### PROBLEM TO WORK ON:
Consider the records below. How many of their lines include the word "rocks"? State the number and nothing else.

### DATA FOR REVIEW:
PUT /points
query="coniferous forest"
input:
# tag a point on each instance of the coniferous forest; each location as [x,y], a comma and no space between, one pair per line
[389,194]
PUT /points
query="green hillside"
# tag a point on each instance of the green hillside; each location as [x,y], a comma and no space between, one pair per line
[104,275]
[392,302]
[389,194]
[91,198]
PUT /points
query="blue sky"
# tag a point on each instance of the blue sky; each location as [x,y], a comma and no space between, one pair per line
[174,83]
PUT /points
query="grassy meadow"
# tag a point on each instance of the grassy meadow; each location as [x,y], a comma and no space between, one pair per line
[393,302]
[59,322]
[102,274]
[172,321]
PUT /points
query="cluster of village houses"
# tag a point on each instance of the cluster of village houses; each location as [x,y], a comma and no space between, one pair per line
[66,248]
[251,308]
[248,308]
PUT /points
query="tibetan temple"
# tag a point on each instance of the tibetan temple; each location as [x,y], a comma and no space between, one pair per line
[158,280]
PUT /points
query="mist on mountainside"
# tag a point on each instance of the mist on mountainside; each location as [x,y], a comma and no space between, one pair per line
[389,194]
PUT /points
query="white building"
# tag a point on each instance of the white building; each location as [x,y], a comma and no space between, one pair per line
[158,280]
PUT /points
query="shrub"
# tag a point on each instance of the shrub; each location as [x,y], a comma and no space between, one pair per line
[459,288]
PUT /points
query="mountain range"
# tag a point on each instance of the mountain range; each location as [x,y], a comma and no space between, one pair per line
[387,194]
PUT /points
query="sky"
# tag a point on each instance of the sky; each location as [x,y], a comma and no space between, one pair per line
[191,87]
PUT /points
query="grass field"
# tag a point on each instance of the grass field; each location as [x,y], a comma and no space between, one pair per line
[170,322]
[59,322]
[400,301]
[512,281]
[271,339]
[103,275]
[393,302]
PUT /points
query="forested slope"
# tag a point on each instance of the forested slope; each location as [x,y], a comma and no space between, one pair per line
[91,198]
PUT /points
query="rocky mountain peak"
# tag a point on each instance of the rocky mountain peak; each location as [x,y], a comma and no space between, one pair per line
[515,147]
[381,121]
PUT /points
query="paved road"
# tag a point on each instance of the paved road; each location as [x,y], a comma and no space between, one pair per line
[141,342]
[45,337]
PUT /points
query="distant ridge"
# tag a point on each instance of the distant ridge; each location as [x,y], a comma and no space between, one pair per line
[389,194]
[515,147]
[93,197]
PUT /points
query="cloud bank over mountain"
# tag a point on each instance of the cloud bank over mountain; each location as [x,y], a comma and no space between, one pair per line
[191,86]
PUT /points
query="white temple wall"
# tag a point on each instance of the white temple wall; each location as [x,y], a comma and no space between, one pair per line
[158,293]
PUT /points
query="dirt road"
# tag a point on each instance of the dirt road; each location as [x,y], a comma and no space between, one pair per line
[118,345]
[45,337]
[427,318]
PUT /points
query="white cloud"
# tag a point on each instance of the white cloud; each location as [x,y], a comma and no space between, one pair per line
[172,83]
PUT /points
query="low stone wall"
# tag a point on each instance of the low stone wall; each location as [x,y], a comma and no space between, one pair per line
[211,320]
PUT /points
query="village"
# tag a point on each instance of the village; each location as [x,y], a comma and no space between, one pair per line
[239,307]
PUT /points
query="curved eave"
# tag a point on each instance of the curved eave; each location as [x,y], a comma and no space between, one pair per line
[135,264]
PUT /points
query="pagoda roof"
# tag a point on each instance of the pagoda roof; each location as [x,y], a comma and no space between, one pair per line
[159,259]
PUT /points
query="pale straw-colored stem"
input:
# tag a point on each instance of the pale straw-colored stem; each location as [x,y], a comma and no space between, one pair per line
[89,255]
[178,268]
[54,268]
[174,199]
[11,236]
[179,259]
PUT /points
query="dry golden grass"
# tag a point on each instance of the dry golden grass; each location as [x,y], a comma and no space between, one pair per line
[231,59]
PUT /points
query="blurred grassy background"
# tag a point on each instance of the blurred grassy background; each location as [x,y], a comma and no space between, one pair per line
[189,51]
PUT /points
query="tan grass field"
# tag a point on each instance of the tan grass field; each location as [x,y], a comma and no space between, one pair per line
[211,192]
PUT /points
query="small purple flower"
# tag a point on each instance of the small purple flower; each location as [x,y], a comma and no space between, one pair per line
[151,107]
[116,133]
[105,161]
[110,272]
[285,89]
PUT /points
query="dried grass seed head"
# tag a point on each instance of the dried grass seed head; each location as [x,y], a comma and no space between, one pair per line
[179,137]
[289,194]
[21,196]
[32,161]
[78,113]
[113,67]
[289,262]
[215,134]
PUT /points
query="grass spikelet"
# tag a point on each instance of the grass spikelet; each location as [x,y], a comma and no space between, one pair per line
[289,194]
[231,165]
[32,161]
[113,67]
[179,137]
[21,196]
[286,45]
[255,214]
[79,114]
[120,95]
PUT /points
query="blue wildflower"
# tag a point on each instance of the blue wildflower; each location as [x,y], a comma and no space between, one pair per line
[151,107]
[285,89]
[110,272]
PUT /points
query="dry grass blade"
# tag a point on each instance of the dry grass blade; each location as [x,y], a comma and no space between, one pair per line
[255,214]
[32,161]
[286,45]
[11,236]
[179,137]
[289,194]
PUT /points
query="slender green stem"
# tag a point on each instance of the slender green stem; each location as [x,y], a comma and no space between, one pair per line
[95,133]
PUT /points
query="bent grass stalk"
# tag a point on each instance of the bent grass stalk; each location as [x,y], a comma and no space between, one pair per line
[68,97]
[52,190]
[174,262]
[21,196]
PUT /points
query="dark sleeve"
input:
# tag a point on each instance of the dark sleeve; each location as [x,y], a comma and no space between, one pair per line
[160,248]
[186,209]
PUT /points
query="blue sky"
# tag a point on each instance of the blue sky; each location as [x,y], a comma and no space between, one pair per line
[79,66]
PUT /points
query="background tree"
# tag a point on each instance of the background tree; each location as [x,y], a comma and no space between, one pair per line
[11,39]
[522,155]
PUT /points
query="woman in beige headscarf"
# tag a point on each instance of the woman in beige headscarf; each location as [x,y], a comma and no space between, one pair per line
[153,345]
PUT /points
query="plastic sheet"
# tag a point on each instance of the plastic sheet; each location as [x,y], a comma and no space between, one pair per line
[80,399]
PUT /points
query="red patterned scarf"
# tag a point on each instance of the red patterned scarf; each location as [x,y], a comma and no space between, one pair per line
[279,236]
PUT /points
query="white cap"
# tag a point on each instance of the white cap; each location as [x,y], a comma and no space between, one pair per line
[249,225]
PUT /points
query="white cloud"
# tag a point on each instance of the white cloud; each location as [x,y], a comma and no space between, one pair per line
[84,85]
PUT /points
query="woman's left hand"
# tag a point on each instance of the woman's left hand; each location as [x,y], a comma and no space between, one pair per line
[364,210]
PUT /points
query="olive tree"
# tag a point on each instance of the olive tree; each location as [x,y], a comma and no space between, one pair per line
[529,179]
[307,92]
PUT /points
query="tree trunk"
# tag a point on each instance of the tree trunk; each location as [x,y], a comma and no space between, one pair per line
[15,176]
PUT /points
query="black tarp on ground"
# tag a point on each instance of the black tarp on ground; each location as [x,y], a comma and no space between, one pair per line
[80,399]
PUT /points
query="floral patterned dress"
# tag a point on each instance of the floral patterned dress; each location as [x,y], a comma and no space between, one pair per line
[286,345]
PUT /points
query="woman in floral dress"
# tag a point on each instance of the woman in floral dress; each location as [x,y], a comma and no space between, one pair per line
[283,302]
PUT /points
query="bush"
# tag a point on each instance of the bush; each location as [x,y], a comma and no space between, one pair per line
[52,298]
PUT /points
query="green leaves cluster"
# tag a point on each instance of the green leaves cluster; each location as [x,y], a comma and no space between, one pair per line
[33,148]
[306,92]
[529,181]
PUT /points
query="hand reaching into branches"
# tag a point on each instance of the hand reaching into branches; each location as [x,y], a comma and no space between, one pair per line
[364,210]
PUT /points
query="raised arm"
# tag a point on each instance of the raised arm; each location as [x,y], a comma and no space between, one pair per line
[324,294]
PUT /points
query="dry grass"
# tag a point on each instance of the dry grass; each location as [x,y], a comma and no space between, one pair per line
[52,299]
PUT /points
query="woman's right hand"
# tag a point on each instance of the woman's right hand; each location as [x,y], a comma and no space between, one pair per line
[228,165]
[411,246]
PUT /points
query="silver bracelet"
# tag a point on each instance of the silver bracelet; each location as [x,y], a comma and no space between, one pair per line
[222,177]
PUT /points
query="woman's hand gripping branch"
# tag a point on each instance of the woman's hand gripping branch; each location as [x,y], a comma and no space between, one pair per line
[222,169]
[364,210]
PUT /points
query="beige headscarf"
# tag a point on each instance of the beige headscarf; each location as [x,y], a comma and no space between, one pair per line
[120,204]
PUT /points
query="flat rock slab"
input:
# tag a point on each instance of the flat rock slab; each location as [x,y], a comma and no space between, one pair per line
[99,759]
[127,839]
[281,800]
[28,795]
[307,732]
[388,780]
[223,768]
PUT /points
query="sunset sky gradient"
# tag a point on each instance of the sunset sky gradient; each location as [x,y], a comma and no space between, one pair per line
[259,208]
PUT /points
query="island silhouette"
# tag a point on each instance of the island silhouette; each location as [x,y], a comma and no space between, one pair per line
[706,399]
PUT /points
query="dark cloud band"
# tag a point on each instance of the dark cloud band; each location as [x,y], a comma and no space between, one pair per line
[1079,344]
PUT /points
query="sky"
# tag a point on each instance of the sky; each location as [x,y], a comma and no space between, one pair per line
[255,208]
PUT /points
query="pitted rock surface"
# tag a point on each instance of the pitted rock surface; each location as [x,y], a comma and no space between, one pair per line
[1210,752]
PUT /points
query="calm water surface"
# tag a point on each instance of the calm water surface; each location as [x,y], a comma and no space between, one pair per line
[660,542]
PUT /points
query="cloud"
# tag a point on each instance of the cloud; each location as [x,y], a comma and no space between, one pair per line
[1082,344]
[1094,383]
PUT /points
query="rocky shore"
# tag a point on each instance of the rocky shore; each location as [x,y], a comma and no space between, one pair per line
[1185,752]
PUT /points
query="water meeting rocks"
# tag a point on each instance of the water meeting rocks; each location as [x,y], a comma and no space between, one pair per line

### ANSWER TO THIS PROBLEM:
2